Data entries
## Begin

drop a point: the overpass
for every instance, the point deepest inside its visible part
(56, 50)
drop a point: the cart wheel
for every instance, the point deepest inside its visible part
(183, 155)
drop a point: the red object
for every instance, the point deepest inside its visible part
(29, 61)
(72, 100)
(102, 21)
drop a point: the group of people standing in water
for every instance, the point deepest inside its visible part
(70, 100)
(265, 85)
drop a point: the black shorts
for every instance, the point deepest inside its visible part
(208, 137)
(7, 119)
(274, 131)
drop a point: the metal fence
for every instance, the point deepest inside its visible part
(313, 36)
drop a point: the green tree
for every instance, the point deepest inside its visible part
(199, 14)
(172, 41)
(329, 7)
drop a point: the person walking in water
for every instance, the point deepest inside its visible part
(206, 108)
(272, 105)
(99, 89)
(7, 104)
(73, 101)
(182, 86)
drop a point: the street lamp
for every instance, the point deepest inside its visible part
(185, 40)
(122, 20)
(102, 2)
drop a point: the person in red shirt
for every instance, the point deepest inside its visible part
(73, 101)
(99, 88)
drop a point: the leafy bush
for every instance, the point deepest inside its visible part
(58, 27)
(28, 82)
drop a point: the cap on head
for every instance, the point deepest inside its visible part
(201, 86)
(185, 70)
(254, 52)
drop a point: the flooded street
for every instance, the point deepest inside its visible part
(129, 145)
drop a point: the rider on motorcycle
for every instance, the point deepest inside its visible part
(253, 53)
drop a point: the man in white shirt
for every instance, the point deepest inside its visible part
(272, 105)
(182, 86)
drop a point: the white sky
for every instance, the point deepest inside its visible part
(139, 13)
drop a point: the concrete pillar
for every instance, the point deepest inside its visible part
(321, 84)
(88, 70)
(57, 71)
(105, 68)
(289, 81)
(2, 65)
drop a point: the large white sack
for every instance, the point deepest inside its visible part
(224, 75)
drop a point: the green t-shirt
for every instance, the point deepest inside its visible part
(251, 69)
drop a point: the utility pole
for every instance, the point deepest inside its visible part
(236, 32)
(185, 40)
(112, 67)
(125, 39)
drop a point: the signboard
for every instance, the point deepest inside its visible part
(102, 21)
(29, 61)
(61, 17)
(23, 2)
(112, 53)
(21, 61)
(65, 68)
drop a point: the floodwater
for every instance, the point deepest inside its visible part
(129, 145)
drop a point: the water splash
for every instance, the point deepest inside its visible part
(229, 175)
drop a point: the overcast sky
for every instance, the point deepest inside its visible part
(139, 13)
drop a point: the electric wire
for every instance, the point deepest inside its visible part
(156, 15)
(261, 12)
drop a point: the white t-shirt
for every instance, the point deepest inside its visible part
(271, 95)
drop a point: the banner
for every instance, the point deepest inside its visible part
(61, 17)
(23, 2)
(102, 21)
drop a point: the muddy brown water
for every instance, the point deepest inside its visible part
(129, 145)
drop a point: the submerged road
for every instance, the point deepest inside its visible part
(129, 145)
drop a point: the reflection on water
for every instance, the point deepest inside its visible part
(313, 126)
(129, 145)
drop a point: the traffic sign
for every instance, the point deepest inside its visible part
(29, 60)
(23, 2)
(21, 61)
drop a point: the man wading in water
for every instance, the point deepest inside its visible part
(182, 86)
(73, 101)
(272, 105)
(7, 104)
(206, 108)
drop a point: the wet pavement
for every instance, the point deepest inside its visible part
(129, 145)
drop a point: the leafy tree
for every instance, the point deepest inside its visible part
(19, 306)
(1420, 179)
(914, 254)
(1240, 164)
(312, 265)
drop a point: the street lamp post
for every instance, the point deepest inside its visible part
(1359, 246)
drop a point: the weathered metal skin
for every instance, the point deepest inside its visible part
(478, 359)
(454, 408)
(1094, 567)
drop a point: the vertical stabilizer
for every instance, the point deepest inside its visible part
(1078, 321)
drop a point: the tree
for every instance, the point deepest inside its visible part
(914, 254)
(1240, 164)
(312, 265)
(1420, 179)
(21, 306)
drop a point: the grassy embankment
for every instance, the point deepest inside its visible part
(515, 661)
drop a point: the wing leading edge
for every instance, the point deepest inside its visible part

## End

Task to complete »
Please put all of the records above into a numbered list, one line per item, and leave out any blank lines.

Completed exercise »
1. drop a point: the overpass
2. for every instance, the point deepest inside its visible part
3. (56, 50)
4. drop a point: the cart wheel
5. for every instance, the point deepest inside its visible part
6. (183, 155)
7. drop a point: the red object
8. for every instance, the point deepest inside its visible part
9. (29, 61)
10. (72, 100)
11. (102, 21)
12. drop a point: the group of people standing in water
13. for every instance, the point deepest inside its visible part
14. (70, 100)
15. (265, 85)
16. drop a point: the black shorts
17. for every instance, the point deepest inside its visible part
18. (208, 137)
19. (7, 119)
20. (274, 131)
21. drop a point: the metal fence
22. for every instance, the point deepest inside its visible part
23. (313, 36)
24. drop a point: the green tree
25. for every instance, the point deepest inside its visible part
26. (199, 14)
27. (172, 41)
28. (329, 7)
29. drop a point: the person walking in water
30. for every instance, the point deepest inside its visible part
31. (206, 108)
32. (272, 105)
33. (99, 89)
34. (7, 104)
35. (73, 101)
36. (182, 86)
37. drop a point: the street lamp
38. for every instance, the point deepest inside its visible part
39. (185, 40)
40. (122, 20)
41. (102, 2)
42. drop a point: the person in red shirt
43. for every instance, the point deepest inside its visible part
44. (73, 101)
45. (99, 88)
46. drop a point: the leafy bush
47. for every instance, the point deepest inside its visible part
48. (58, 27)
49. (28, 82)
50. drop a point: the cap on head
51. for every instance, the point deepest inside its visible part
52. (201, 86)
53. (185, 70)
54. (254, 52)
55. drop a point: the flooded street
56. for every instance, the point deepest inside its visible part
57. (129, 145)
58. drop a point: the rider on motorcycle
59. for every instance, the point deepest inside its visible part
60. (253, 53)
61. drop a point: the man in white shirt
62. for every instance, the point deepest inside its visible part
63. (272, 105)
64. (182, 86)
65. drop a point: the white sky
66. for every instance, the point deepest inside its visible part
67. (139, 13)
68. drop a point: the concrete pillar
69. for every instance, the point deepest inside its visible part
70. (321, 84)
71. (88, 70)
72. (57, 71)
73. (105, 68)
74. (289, 81)
75. (2, 65)
76. drop a point: the large white sack
77. for every instance, the point deepest inside its visible part
78. (224, 75)
79. drop a point: the green t-shirt
80. for every instance, the point deepest inside its visible part
81. (251, 69)
82. drop a point: the utility pole
83. for every instance, the point deepest inside its visible part
84. (236, 32)
85. (185, 40)
86. (112, 67)
87. (125, 39)
88. drop a point: the signboard
89. for every instance, the point deepest inside its visible part
90. (102, 21)
91. (29, 61)
92. (61, 17)
93. (23, 2)
94. (112, 53)
95. (21, 61)
96. (65, 68)
97. drop a point: the floodwater
98. for every instance, the point deepest inside its visible part
99. (129, 145)
100. drop a point: the water splash
101. for every instance, the point deepest inside its visible part
102. (229, 175)
103. drop a point: the overcast sky
104. for every instance, the point deepest inside its visible part
105. (139, 13)
106. drop a point: the electric wire
107. for every instance, the point deepest inside its visible part
108. (156, 15)
109. (261, 12)
110. drop a point: the white t-shirt
111. for every instance, the point deepest inside its visible part
112. (271, 95)
113. drop a point: the banner
114. for every instance, the point deepest inside its visible part
115. (61, 17)
116. (23, 2)
117. (102, 21)
118. drop a point: the muddy brown water
119. for every instance, the point deepest inside its visible part
120. (129, 145)
121. drop a point: the submerged road
122. for every instance, the point deepest inside its visible part
123. (129, 145)
124. drop a point: the reflection on water
125. for every instance, the point deepest inside its visible part
126. (313, 126)
127. (129, 145)
128. drop a point: the traffic sign
129. for every instance, the point deepest inside its visible part
130. (29, 60)
131. (23, 2)
132. (21, 61)
133. drop a point: the man wading in water
134. for every instance, the point deepest inside its visible part
135. (182, 86)
136. (73, 101)
137. (272, 105)
138. (7, 104)
139. (206, 108)
140. drop a point: the wet pavement
141. for every instance, the point deepest inside its visible part
142. (129, 145)
143. drop a point: the leafy tree
144. for every instance, the point deepest inside its visible part
145. (19, 306)
146. (1420, 179)
147. (914, 254)
148. (1240, 164)
149. (312, 265)
150. drop a point: the street lamp post
151. for every instance, the point deepest inside its visible part
152. (1359, 246)
153. drop a point: the weathered metal skin
154. for every instance, the point deepest inside its visible part
155. (478, 359)
156. (454, 408)
157. (1094, 567)
158. drop a point: the vertical stabilizer
159. for every instance, the point deepest inside its visible part
160. (1078, 321)
161. drop a point: the tree
162. for every instance, the point deepest inside its visible part
163. (914, 254)
164. (1240, 164)
165. (312, 265)
166. (1420, 179)
167. (21, 306)
168. drop a point: the grassy embankment
169. for every instance, the point deepest inside its visible part
170. (515, 661)
171. drop a point: the wing leading edge
172. for every instance, the point deepest inside its visible part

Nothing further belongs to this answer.